■ GIVEN INSTRUCTION 1
Answer these from the regression lab page below:
(a) On what four assumptions is simple linear regression built?
(b) Which numbered problems from Chapter 8 are assigned?
(c) Which two boxes are clicked on the Plot tab to get residual plots?
# EXCERPT TO READ start
Statistics 242 -- Applied Regression Analysis

Lab 2

Simple Linear regression analysis is built on the assumptions of linearity, constant variances, independence, and normality. While we won't discuss independence now, in this lab/HW we will focus on ways to examine these other assumptions using graphical displays.

Topics

  1. Residual Plots
  2. R^2
  3. ANOVA Tables

Assignment

  1. Work thru all the Conceptual Exercises in Chapter 8 (Do not turn in)
  2. Problem 17, Chapter 8. Verify that the fit is OK using the residual and normal probability plots.
  3. Problem 21, Chapter 8.

General Hints for Obtaining Output Related to Chapter 8

To obtain the regression ANOVA table and to save the residuals and fitted values, create the regression:

Select Regression from the Statistics Menu. Enter the model formula (remember it has the form y ~ x

From the Regression Dialog, select the Results tab and check the box for ANOVA table, residuals and Fitted Values; specify the dataframe name to save the results.

For residual plots, in the Regression dialog, select the Plot tab. Click the boxes for "Residual vs Fit" and "Residual Normal QQ". When you do the regression, these plots will be created.
# EXCERPT TO READ end
# EXERCISE MATERIAL start
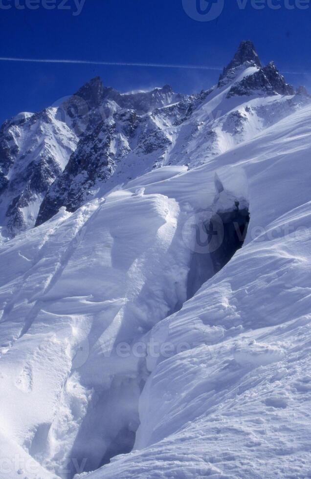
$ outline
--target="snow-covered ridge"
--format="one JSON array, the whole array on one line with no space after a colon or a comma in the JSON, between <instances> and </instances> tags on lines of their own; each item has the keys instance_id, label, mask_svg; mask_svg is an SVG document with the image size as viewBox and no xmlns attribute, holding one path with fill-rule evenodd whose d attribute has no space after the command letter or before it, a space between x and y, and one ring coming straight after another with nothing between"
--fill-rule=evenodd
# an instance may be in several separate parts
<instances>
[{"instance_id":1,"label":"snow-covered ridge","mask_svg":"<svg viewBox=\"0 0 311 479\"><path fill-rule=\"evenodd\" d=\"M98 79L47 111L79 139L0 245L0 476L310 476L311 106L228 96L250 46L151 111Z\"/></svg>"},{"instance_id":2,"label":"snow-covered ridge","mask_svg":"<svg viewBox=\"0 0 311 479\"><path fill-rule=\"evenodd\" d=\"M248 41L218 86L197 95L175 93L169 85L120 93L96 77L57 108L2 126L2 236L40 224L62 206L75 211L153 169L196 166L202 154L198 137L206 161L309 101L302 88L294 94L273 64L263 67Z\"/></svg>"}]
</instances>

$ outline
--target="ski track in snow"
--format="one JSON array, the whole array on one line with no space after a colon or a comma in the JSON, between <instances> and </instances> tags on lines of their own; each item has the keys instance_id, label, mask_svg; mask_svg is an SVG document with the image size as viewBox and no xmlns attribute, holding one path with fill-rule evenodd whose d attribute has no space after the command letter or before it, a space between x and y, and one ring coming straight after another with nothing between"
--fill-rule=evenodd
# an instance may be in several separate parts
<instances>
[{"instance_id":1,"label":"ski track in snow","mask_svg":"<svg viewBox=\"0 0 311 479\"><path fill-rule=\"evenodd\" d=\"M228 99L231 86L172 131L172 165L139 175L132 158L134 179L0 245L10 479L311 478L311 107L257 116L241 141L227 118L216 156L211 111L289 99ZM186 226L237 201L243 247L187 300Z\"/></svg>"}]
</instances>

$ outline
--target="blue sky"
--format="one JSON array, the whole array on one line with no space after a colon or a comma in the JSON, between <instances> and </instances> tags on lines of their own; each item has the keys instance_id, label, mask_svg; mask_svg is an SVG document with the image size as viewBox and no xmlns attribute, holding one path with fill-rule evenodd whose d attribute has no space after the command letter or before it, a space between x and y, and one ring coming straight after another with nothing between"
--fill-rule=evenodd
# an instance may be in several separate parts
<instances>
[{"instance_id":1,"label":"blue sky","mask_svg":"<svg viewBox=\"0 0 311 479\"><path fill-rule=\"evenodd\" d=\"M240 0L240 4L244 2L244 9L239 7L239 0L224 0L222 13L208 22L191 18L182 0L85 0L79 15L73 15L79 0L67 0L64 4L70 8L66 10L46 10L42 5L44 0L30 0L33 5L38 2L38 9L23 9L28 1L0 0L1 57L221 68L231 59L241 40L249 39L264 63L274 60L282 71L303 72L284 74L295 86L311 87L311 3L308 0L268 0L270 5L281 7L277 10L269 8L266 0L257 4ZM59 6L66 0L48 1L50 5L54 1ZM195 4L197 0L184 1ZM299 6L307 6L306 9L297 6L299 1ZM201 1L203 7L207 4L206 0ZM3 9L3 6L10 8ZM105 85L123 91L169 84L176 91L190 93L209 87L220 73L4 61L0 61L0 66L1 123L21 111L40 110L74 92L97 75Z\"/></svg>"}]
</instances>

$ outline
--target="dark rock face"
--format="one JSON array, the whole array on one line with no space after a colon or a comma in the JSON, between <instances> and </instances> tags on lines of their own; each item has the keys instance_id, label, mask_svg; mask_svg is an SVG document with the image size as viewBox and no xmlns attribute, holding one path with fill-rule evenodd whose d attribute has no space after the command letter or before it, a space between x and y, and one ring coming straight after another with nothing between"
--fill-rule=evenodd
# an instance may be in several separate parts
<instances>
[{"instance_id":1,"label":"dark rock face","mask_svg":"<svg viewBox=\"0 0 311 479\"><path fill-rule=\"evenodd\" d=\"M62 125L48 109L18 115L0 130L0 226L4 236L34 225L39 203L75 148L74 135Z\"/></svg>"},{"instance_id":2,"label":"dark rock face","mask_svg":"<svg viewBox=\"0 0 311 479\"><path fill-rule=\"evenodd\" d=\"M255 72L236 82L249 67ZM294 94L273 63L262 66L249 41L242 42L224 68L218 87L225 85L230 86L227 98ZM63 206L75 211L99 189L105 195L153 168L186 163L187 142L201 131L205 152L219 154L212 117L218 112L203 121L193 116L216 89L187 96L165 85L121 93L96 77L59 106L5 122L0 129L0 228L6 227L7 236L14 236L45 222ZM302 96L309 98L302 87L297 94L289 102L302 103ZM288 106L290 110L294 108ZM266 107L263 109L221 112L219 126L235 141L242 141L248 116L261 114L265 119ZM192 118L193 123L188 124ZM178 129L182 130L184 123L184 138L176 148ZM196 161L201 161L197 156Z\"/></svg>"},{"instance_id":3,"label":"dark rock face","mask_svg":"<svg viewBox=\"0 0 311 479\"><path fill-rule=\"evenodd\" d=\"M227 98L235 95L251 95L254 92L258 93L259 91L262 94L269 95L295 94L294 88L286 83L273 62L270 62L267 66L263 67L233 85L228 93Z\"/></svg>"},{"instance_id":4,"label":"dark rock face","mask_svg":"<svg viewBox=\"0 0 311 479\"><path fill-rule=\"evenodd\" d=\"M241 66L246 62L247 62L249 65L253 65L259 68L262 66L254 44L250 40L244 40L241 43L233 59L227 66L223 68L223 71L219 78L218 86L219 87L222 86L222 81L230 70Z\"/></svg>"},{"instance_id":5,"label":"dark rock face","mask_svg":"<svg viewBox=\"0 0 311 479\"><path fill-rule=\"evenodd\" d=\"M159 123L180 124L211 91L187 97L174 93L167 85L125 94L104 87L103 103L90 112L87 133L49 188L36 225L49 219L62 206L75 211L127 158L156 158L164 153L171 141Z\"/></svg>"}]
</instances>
# EXERCISE MATERIAL end
■ GIVEN INSTRUCTION 2
Please show every line of the rows above that contains the string "snow".

■ EXERCISE ANSWER 1
(a) Linearity, constant variances, independence, and normality.
(b) Problem 17 and Problem 21.
(c) "Residual vs Fit" and "Residual Normal QQ".

■ EXERCISE ANSWER 2
--target="snow-covered ridge"
[{"instance_id":1,"label":"snow-covered ridge","mask_svg":"<svg viewBox=\"0 0 311 479\"><path fill-rule=\"evenodd\" d=\"M98 79L47 111L79 139L0 245L0 476L310 476L311 106L228 96L250 46L151 111Z\"/></svg>"},{"instance_id":2,"label":"snow-covered ridge","mask_svg":"<svg viewBox=\"0 0 311 479\"><path fill-rule=\"evenodd\" d=\"M248 41L218 86L197 95L175 93L169 85L120 93L96 77L57 108L2 126L2 236L40 224L62 206L75 211L153 169L196 166L202 154L198 137L206 161L309 101L302 88L294 94L273 64L263 67Z\"/></svg>"}]
--target="ski track in snow"
[{"instance_id":1,"label":"ski track in snow","mask_svg":"<svg viewBox=\"0 0 311 479\"><path fill-rule=\"evenodd\" d=\"M228 99L231 86L172 131L172 165L139 175L132 158L134 179L0 245L10 479L311 478L311 107L257 116L241 141L227 118L216 156L211 111L289 99ZM186 226L237 201L243 247L187 300Z\"/></svg>"}]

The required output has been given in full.